Excerpt.
------------

Here is the C++ version of solution using DFS.
It is using permutation algorithm with fixed length.
I am not proud of this solution though. Will post better.

Time complexity is O(N^M) where N is # of numbers in the array and M is the fixed subset.

Any critics or suggestions are welcomed.

#include<iostream>
#include<list>
using namespace std;

bool dfs(int left, list<int>&found, int max_depth, bool* marked, int *input, int len)
{
  if (found.size() == max_depth)
  {
    if (left == 0)
    {
      return true;
    }
    return false;
  }

  for (int i = 0; i < len; i++)
  {
    if (!marked[i] && input[i] <= left)
    {
      left -= input[i];
      marked[i] = true;
      found.push_back(input[i]);
      if (dfs(left, found, max_depth, marked, input, len))
      {
        return true;
      }
      left+= input[i];
      marked[i]= false;
      found.pop_back();
    }
  }
  return false;
}

list<int> find_sub_set(int * input, int max_size, int sum, int len)

------------

What to do.
a – Answer these about the DFS post:
(i) What time complexity does it give for the solution?
(ii) Which two headers does the code include?
(iii) What does the function dfs return when found.size() equals max_depth and left is 0?
b – Reproduce the passage of the DFS post that opens with the words containing "I am not proud" and closes with "suggestions are welcomed.".

------------

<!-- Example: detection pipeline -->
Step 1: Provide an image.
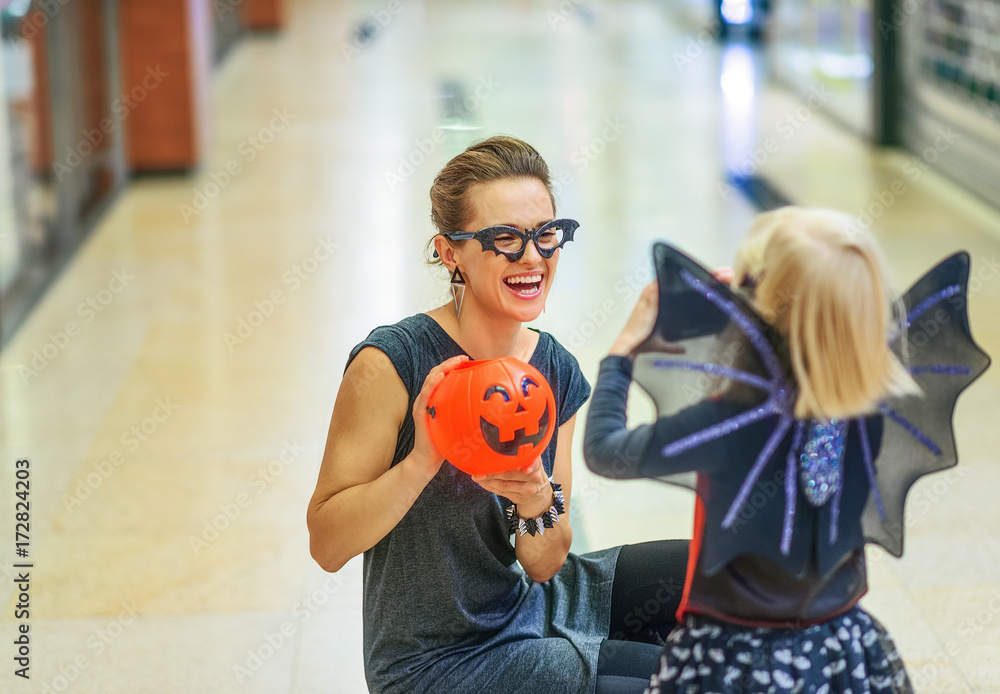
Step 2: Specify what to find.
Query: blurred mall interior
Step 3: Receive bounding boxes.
[0,0,1000,694]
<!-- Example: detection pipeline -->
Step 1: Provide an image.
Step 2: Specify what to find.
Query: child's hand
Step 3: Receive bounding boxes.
[608,280,660,357]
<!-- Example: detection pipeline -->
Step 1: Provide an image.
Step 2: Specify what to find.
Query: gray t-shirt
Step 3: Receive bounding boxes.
[348,313,620,694]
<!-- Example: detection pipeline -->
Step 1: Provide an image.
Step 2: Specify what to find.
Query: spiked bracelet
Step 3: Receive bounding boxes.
[507,477,566,536]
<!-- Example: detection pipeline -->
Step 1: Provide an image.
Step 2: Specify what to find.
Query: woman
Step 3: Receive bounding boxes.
[584,208,988,694]
[308,137,687,694]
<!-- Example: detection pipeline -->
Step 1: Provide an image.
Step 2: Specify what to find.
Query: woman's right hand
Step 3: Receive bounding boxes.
[411,354,469,473]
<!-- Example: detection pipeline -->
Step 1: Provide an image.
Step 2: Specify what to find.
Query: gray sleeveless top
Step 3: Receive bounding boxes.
[348,313,620,694]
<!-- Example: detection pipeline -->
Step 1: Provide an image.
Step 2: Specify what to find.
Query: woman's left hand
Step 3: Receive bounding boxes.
[472,458,552,518]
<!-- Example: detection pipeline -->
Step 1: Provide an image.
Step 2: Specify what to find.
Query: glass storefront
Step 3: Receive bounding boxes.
[768,0,874,138]
[0,0,125,341]
[890,0,1000,205]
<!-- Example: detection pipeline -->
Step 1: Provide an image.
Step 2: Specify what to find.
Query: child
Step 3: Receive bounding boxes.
[584,207,988,694]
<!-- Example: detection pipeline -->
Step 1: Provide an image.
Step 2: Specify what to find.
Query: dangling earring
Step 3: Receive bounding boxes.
[451,265,465,320]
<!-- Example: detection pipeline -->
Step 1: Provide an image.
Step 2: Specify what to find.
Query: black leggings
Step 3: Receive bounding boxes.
[596,540,688,694]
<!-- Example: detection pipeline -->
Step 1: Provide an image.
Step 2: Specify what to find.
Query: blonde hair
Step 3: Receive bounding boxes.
[733,207,919,418]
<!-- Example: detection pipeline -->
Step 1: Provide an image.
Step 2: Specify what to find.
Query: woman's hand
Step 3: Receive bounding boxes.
[472,458,552,518]
[411,354,469,473]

------------

Answers provided.
a –
(i) O(N^M)
(ii) iostream and list
(iii) true

b –
I am not proud of this solution though. Will post better.

Time complexity is O(N^M) where N is # of numbers in the array and M is the fixed subset.

Any critics or suggestions are welcomed.